(TASK) From the records below, print exactly the lines starting at the one containing "positive clicks: (360, 235) (278, 196)" and ending at the one containing "rough mask: <svg", ends included, and nothing else.

....

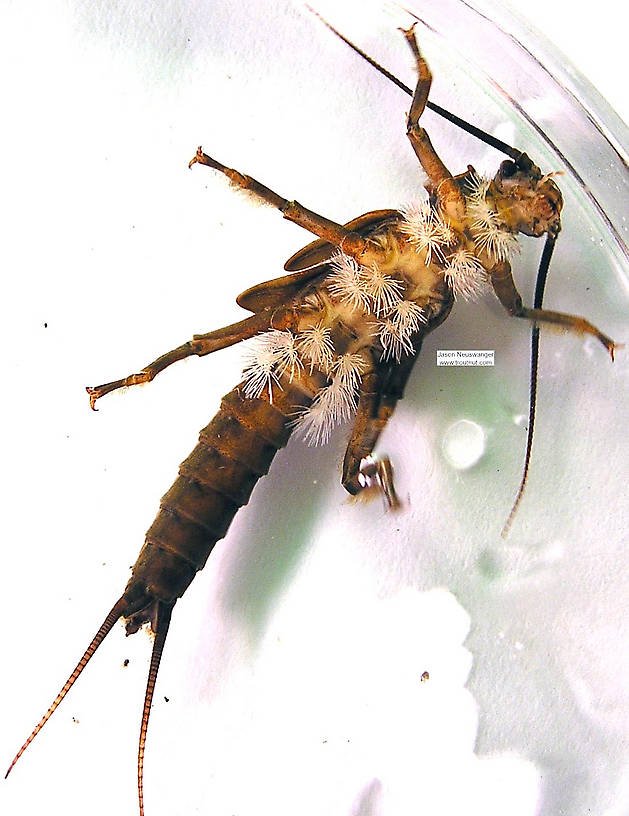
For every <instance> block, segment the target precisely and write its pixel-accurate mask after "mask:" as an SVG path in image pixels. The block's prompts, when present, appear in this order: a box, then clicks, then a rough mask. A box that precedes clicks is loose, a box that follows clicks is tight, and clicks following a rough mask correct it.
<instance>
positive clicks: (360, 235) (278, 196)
mask: <svg viewBox="0 0 629 816" xmlns="http://www.w3.org/2000/svg"><path fill="white" fill-rule="evenodd" d="M193 164H204V165H205V166H206V167H211V168H212V169H213V170H218V171H220V172H221V173H223V174H224V175H226V176H227V178H228V179H229V180H230V181H231V182H232V184H234V185H235V186H236V187H240V188H241V189H242V190H246V191H248V192H251V193H252V194H253V195H254V196H255V197H256V198H258V199H262V201H265V202H266V203H267V204H271V205H272V206H273V207H276V208H277V209H278V210H279V211H280V212H281V213H282V215H283V216H284V218H286V219H287V220H288V221H292V222H293V223H295V224H298V225H299V226H300V227H303V228H304V229H307V230H308V232H312V233H314V235H318V236H319V238H323V239H324V240H326V241H329V242H330V243H331V244H334V246H337V247H340V248H341V249H342V250H343V252H345V253H346V254H347V255H352V256H353V257H355V258H358V257H361V258H363V257H364V254H365V252H369V253H370V254H371V253H372V252H373V253H374V258H373V261H375V260H376V250H375V247H374V246H373V244H370V242H369V241H368V240H367V239H366V238H363V237H362V236H361V235H359V234H358V233H357V232H352V231H351V230H348V229H345V227H343V226H341V224H337V223H336V222H334V221H330V220H329V219H327V218H324V217H323V216H322V215H319V214H318V213H315V212H313V211H312V210H308V209H306V207H303V206H302V205H301V204H299V203H298V202H297V201H289V200H288V199H286V198H282V196H280V195H278V194H277V193H275V192H273V190H270V189H269V188H268V187H265V186H264V184H261V183H260V182H259V181H256V179H254V178H252V177H251V176H246V175H244V174H243V173H239V172H238V170H233V169H232V168H231V167H226V166H225V165H224V164H221V163H220V162H219V161H216V159H213V158H212V157H211V156H208V155H207V154H205V153H204V152H203V150H202V148H200V147H199V149H198V150H197V154H196V156H195V157H194V158H193V159H192V160H191V162H190V167H192V165H193ZM369 260H370V262H371V261H372V259H371V258H369Z"/></svg>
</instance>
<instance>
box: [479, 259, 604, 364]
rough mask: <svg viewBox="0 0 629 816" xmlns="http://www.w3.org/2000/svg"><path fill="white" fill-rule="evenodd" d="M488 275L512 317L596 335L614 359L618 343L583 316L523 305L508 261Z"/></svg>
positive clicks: (593, 336) (578, 332)
mask: <svg viewBox="0 0 629 816" xmlns="http://www.w3.org/2000/svg"><path fill="white" fill-rule="evenodd" d="M490 277H491V285H492V286H493V289H494V292H495V293H496V296H497V297H498V300H499V301H500V302H501V303H502V305H503V306H504V307H505V309H506V310H507V311H508V312H509V314H510V315H511V316H512V317H523V318H525V319H527V320H532V321H534V322H535V323H551V324H553V325H555V326H563V327H564V328H566V329H569V330H570V331H573V332H576V333H577V334H590V335H592V336H593V337H596V338H597V340H600V342H601V343H602V344H603V345H604V346H605V348H606V349H607V351H608V352H609V354H610V356H611V358H612V360H613V359H614V351H615V349H616V348H618V347H619V346H618V344H617V343H615V342H614V341H613V340H612V339H611V338H610V337H608V336H607V335H606V334H603V332H602V331H600V329H598V328H597V327H596V326H594V325H593V324H592V323H590V321H589V320H586V319H585V318H584V317H579V316H578V315H571V314H566V313H565V312H553V311H550V310H549V309H539V308H534V309H529V308H528V307H526V306H524V305H523V304H522V298H521V296H520V293H519V292H518V290H517V288H516V285H515V282H514V280H513V275H512V274H511V265H510V264H509V262H508V261H500V262H499V263H497V264H496V265H495V266H494V267H493V269H492V270H491V272H490Z"/></svg>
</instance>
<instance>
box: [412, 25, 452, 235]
mask: <svg viewBox="0 0 629 816" xmlns="http://www.w3.org/2000/svg"><path fill="white" fill-rule="evenodd" d="M403 34H404V36H405V37H406V41H407V42H408V44H409V47H410V49H411V51H412V52H413V56H414V57H415V62H416V64H417V74H418V76H417V85H416V86H415V93H414V94H413V101H412V103H411V109H410V111H409V113H408V119H407V121H406V135H407V136H408V138H409V141H410V143H411V146H412V148H413V150H414V151H415V155H416V156H417V158H418V159H419V161H420V164H421V166H422V168H423V169H424V172H425V173H426V175H427V176H428V179H429V181H430V189H431V190H432V191H434V193H435V194H436V195H437V198H438V201H439V204H440V206H441V208H442V210H443V211H444V212H445V213H446V214H447V215H448V216H449V218H451V219H452V220H454V221H462V220H463V218H464V217H465V199H464V197H463V194H462V193H461V191H460V189H459V186H458V185H457V183H456V181H454V179H453V178H452V174H451V173H450V171H449V170H448V168H447V167H446V166H445V164H444V163H443V162H442V161H441V159H440V158H439V156H438V155H437V153H436V151H435V149H434V147H433V146H432V143H431V141H430V138H429V137H428V134H427V133H426V131H425V130H424V128H422V127H420V126H419V118H420V116H421V115H422V113H423V112H424V110H425V108H426V103H427V101H428V93H429V91H430V86H431V84H432V74H431V73H430V68H429V67H428V63H427V62H426V60H425V59H424V58H423V57H422V55H421V52H420V50H419V46H418V45H417V40H416V38H415V26H414V25H413V26H412V27H411V28H409V29H408V30H406V31H403Z"/></svg>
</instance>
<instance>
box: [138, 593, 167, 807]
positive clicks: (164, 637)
mask: <svg viewBox="0 0 629 816" xmlns="http://www.w3.org/2000/svg"><path fill="white" fill-rule="evenodd" d="M173 606H174V603H164V602H161V601H160V602H157V610H156V624H155V629H154V631H155V641H154V642H153V651H152V652H151V664H150V667H149V676H148V680H147V682H146V693H145V695H144V706H143V708H142V724H141V725H140V743H139V746H138V802H139V804H140V816H144V750H145V747H146V732H147V730H148V726H149V717H150V715H151V703H152V702H153V693H154V691H155V683H156V681H157V672H158V671H159V664H160V661H161V659H162V652H163V651H164V644H165V643H166V636H167V635H168V627H169V626H170V616H171V614H172V611H173Z"/></svg>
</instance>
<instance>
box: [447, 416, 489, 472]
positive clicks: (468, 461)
mask: <svg viewBox="0 0 629 816" xmlns="http://www.w3.org/2000/svg"><path fill="white" fill-rule="evenodd" d="M441 447H442V450H443V455H444V456H445V458H446V460H447V461H448V463H449V464H450V465H452V467H453V468H456V469H457V470H467V468H470V467H472V465H475V464H476V463H477V462H478V460H479V459H480V458H481V457H482V455H483V454H484V453H485V432H484V431H483V429H482V428H481V426H480V425H478V424H477V423H476V422H472V421H471V420H469V419H460V420H458V422H454V423H453V424H452V425H450V427H449V428H448V429H447V430H446V432H445V433H444V435H443V441H442V443H441Z"/></svg>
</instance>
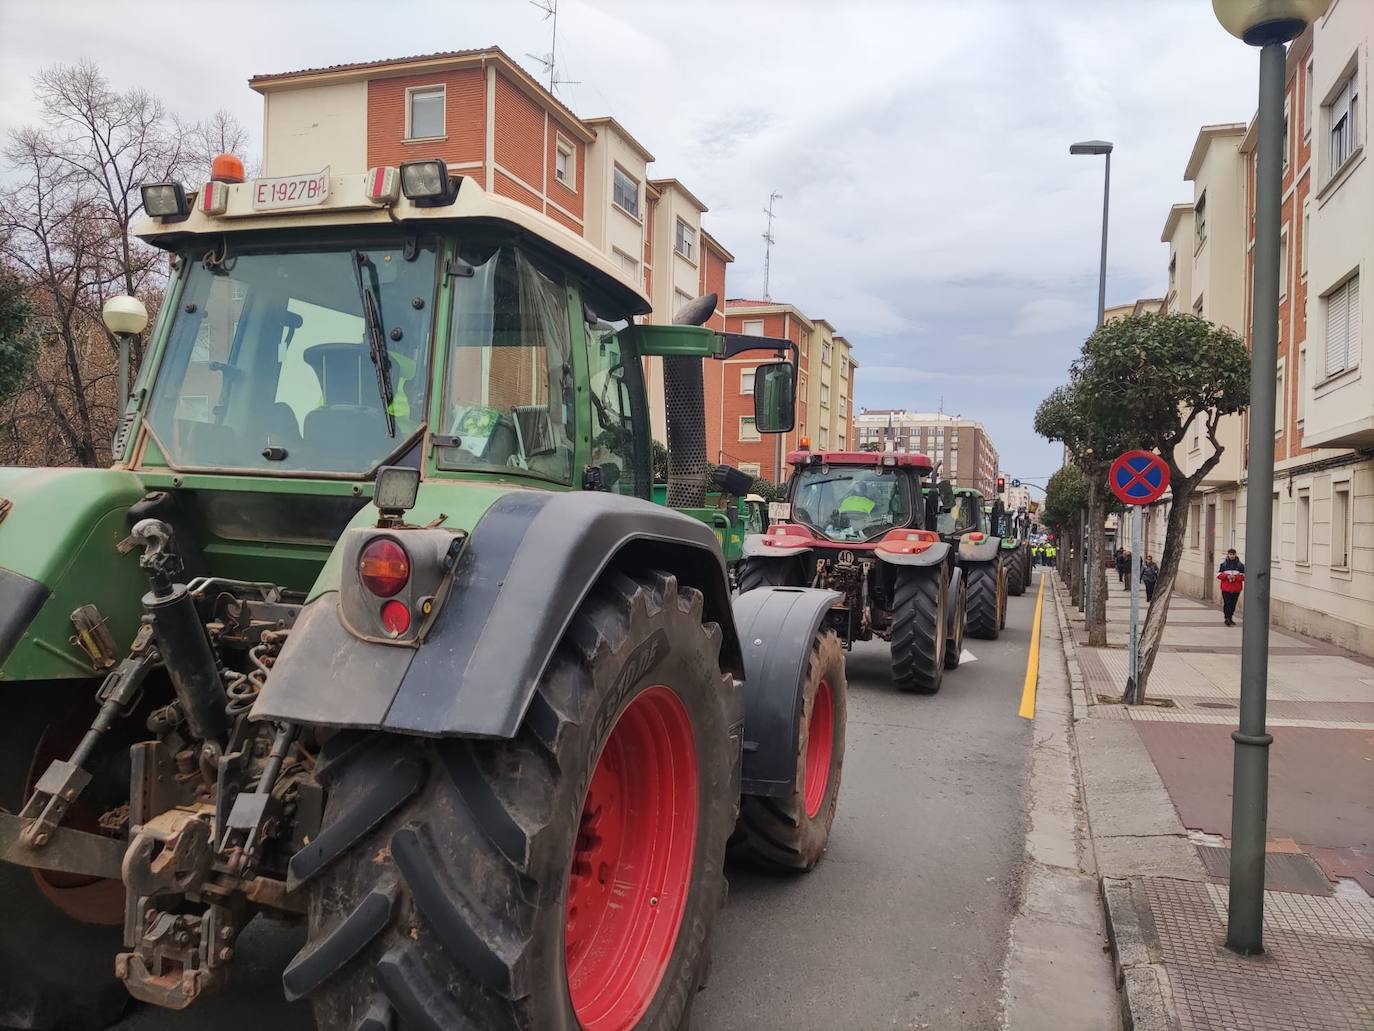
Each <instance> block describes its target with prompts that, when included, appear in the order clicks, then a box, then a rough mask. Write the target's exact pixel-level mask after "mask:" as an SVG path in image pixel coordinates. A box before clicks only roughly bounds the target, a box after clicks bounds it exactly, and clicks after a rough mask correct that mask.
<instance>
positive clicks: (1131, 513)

....

(TASK RESPONSE)
positive clicks: (360, 235) (278, 196)
mask: <svg viewBox="0 0 629 816" xmlns="http://www.w3.org/2000/svg"><path fill="white" fill-rule="evenodd" d="M193 164H204V165H205V166H206V167H211V168H212V169H213V170H218V171H220V172H221V173H223V174H224V175H226V176H227V178H228V179H229V180H230V181H231V182H232V184H234V185H235V186H236V187H240V188H241V189H242V190H246V191H248V192H251V193H252V194H253V195H254V196H255V197H256V198H258V199H262V201H265V202H266V203H267V204H271V205H272V206H273V207H276V208H277V209H278V210H279V211H280V212H281V213H282V215H283V216H284V218H286V219H287V220H288V221H292V222H293V223H295V224H298V225H299V226H300V227H303V228H304V229H307V230H308V232H312V233H314V235H318V236H319V238H323V239H324V240H326V241H329V242H330V243H331V244H334V246H337V247H340V248H341V249H342V250H343V252H345V253H346V254H347V255H352V256H353V257H355V258H358V257H361V258H363V257H364V254H365V252H369V253H370V254H371V253H372V252H373V253H374V258H373V261H375V260H376V250H375V247H374V246H373V244H370V242H369V241H368V240H367V239H366V238H363V237H362V236H361V235H359V234H358V233H357V232H352V231H351V230H348V229H345V227H343V226H341V224H337V223H336V222H334V221H330V220H329V219H327V218H324V217H323V216H322V215H319V214H318V213H315V212H313V211H312V210H308V209H306V207H303V206H302V205H301V204H299V203H298V202H297V201H289V200H288V199H286V198H282V196H280V195H278V194H277V193H275V192H273V190H270V189H269V188H268V187H265V186H264V184H261V183H260V182H259V181H256V179H254V178H252V177H251V176H246V175H244V174H243V173H239V172H238V170H233V169H232V168H231V167H226V166H225V165H224V164H221V163H220V162H219V161H216V159H213V158H212V157H211V156H208V155H207V154H205V153H204V152H203V150H202V148H200V147H199V149H198V150H197V154H196V156H195V157H194V158H193V159H192V160H191V162H190V167H192V165H193ZM369 260H370V262H371V261H372V259H371V258H369Z"/></svg>
</instance>
<instance>
box: [479, 259, 604, 364]
rough mask: <svg viewBox="0 0 629 816" xmlns="http://www.w3.org/2000/svg"><path fill="white" fill-rule="evenodd" d="M488 275L512 317L596 335L614 359L618 343L583 316L523 305L508 261Z"/></svg>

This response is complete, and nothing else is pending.